*OBJECTIVE*
Turn every line of the data below into one numbered list, and skip the blank lines.

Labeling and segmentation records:
_ _ _ _ _
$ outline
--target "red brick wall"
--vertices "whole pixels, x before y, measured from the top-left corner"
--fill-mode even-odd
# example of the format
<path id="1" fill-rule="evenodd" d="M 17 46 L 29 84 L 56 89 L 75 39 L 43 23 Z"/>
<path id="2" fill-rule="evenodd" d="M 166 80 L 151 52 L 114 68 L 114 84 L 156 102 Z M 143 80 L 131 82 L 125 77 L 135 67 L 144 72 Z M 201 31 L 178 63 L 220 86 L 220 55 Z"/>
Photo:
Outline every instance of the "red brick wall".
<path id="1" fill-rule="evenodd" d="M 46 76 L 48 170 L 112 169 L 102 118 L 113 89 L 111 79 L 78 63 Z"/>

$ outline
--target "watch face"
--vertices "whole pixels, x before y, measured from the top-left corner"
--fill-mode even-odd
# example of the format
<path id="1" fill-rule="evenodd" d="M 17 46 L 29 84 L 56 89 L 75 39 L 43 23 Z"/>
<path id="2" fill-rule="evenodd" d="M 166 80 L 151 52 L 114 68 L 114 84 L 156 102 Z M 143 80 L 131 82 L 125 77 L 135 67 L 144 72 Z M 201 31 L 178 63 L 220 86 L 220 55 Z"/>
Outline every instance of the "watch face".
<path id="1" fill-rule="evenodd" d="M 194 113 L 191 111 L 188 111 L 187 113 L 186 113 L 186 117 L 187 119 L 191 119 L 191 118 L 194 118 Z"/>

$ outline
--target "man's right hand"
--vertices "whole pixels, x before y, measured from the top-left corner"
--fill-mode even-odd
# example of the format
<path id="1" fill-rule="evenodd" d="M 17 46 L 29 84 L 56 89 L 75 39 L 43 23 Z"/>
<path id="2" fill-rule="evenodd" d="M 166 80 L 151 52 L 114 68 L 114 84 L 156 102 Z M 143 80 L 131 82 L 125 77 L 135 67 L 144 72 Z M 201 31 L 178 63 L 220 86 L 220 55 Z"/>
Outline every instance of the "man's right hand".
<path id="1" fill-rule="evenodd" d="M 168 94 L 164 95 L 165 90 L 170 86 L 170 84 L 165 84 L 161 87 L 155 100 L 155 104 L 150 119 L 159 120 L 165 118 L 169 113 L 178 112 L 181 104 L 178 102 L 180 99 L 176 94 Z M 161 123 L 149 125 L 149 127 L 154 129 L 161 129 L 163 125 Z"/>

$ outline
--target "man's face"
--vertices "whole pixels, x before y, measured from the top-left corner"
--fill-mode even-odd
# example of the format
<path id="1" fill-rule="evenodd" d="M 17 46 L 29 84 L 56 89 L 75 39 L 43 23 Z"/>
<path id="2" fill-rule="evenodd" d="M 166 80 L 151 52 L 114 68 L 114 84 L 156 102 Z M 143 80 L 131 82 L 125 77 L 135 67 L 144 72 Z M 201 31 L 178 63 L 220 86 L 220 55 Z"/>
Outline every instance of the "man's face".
_ _ _ _ _
*FULL RESPONSE*
1. $ outline
2. --target "red brick wall"
3. --vertices "whole pixels, x before y, measured from the top-left corner"
4. --fill-mode even-odd
5. # example of the format
6. <path id="1" fill-rule="evenodd" d="M 17 46 L 29 84 L 56 89 L 75 39 L 43 23 Z"/>
7. <path id="2" fill-rule="evenodd" d="M 166 80 L 151 52 L 114 68 L 114 84 L 156 102 Z M 143 80 L 131 82 L 125 77 L 135 67 L 144 72 Z M 201 31 L 178 63 L 220 86 L 220 55 Z"/>
8. Photo:
9. Outline every instance of the "red brick wall".
10. <path id="1" fill-rule="evenodd" d="M 46 76 L 48 170 L 112 169 L 102 118 L 113 89 L 111 79 L 78 63 Z"/>
11. $ outline
12. --target "watch face"
13. --vertices "whole pixels, x before y, measured from the top-left corner"
14. --fill-mode even-odd
15. # example of the format
16. <path id="1" fill-rule="evenodd" d="M 17 46 L 29 84 L 56 89 L 75 39 L 43 23 Z"/>
17. <path id="2" fill-rule="evenodd" d="M 166 80 L 151 52 L 114 68 L 114 84 L 156 102 Z M 143 80 L 131 82 L 125 77 L 135 67 L 144 72 Z M 201 31 L 178 63 L 220 86 L 220 55 Z"/>
18. Outline every instance of the "watch face".
19. <path id="1" fill-rule="evenodd" d="M 194 113 L 191 111 L 188 111 L 187 113 L 186 113 L 186 117 L 187 119 L 191 119 L 191 118 L 194 118 Z"/>
20. $ outline
21. --target "man's right hand"
22. --vertices "whole pixels, x before y, measured from the top-left corner"
23. --fill-mode even-odd
24. # example of the format
25. <path id="1" fill-rule="evenodd" d="M 17 46 L 29 84 L 56 89 L 75 39 L 43 23 Z"/>
26. <path id="2" fill-rule="evenodd" d="M 166 80 L 151 52 L 114 68 L 114 84 L 156 102 Z M 143 80 L 131 82 L 125 77 L 135 67 L 144 72 Z M 201 31 L 178 63 L 220 86 L 220 55 Z"/>
27. Outline every instance of the "man's right hand".
28. <path id="1" fill-rule="evenodd" d="M 168 94 L 164 95 L 165 90 L 170 86 L 170 84 L 165 84 L 161 87 L 155 100 L 155 104 L 150 119 L 159 120 L 165 118 L 169 113 L 178 112 L 181 104 L 178 102 L 180 99 L 176 94 Z M 161 123 L 149 125 L 149 127 L 154 129 L 161 129 L 163 125 Z"/>
29. $ outline
30. --target "man's face"
31. --vertices "whole pixels, x before y, measured from the top-left corner"
32. --fill-mode even-odd
33. # example of the format
34. <path id="1" fill-rule="evenodd" d="M 17 46 L 29 84 L 56 89 L 75 39 L 43 23 Z"/>
35. <path id="2" fill-rule="evenodd" d="M 166 80 L 151 52 L 114 68 L 114 84 L 156 102 Z M 143 80 L 131 82 L 125 77 L 135 67 L 144 72 Z M 201 31 L 178 63 L 220 86 L 220 55 Z"/>
36. Outline every instance of the "man's face".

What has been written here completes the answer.